▶ _DO THIS_:
Copy each of the records below line for line, without changing anything.

** START **

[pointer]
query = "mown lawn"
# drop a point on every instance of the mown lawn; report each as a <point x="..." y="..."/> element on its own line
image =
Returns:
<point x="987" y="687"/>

** END **

▶ _RESPONSE_:
[pointer]
query = "mown lawn"
# drop a point on every instance of the mown lawn; report each as a <point x="..." y="..."/> element on its own line
image =
Returns:
<point x="987" y="687"/>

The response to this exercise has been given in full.